# AVAILABLE RECORDS
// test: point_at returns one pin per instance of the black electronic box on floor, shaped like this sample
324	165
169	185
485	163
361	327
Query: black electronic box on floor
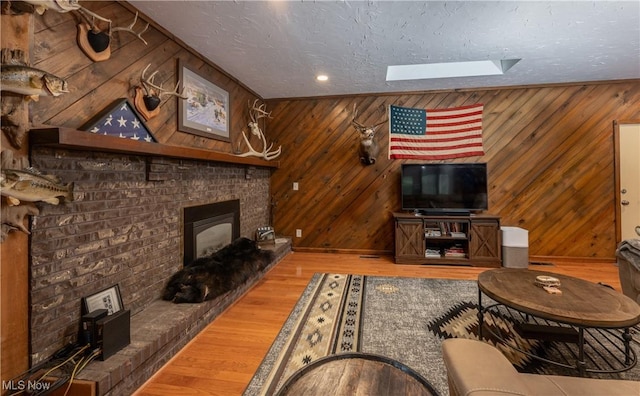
113	333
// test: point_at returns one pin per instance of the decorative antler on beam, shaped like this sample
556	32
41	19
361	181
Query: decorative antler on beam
152	89
147	102
256	113
130	29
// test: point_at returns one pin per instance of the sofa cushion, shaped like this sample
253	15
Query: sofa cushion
560	385
478	369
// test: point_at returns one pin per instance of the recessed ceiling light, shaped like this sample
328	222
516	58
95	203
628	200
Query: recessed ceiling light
449	69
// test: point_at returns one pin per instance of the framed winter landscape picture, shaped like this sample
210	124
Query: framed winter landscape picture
205	112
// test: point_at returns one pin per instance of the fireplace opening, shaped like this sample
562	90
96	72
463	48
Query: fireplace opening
208	228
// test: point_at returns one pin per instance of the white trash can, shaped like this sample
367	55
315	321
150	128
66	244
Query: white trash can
515	247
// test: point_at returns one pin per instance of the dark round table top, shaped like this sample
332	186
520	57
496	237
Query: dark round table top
356	373
581	303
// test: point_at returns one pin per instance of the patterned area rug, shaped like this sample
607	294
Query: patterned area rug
404	319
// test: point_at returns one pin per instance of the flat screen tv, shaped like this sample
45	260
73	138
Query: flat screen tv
444	188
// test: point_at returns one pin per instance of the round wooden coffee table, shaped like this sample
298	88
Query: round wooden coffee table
357	373
582	305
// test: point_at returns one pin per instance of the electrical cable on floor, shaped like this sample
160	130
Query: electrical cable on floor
64	365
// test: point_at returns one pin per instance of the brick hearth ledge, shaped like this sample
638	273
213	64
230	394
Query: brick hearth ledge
158	333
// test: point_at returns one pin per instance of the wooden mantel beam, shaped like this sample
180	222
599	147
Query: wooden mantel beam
79	140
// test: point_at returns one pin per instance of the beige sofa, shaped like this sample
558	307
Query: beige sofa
477	368
628	254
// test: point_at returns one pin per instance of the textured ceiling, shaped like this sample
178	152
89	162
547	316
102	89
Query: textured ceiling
277	47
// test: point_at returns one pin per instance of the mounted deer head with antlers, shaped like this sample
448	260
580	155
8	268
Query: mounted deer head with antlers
368	147
149	95
256	113
94	41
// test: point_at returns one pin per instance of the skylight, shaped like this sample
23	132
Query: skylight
449	69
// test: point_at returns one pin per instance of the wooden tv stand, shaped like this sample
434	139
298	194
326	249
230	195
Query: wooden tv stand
448	239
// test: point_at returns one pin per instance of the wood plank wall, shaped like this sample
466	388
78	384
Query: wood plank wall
94	86
549	152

# WORK TO DO
Recast the stretch of lines above, from the line containing "sofa, shaped like this sample" through the last line, as a JSON list of strings with one string per line. Leave out any blank lines.

# CORRECT ANSWER
[
  "// test: point_at returns one pin per instance of the beige sofa, shaped like this sample",
  "558\t307",
  "Query: beige sofa",
  "477\t368",
  "628\t254",
  "// test: point_at returns one pin per instance of the textured ceiling, shaped like this sample",
  "178\t152",
  "89\t162",
  "547\t316",
  "102\t89",
  "Query: textured ceiling",
  "277\t47",
  "// test: point_at returns one pin per instance of the mounted deer head with antlers, shaped like this sample",
  "448\t260",
  "580\t155",
  "8\t268",
  "Query: mounted deer head with antlers",
  "368\t147",
  "149\t95",
  "256\t113",
  "94\t41",
  "// test: point_at returns one pin per instance of the skylight, shaped like this sample",
  "23\t132",
  "Query: skylight",
  "449\t69",
  "// test: point_at returns one pin per instance of the wooden tv stand, shaped like this sample",
  "434\t139",
  "298\t194",
  "326\t249",
  "230\t195",
  "Query: wooden tv stand",
  "448\t239",
  "// test: point_at returns one pin per instance of the wood plank wall, shaped like this sample",
  "466\t388",
  "78\t384",
  "Query: wood plank wall",
  "94\t86",
  "549\t152"
]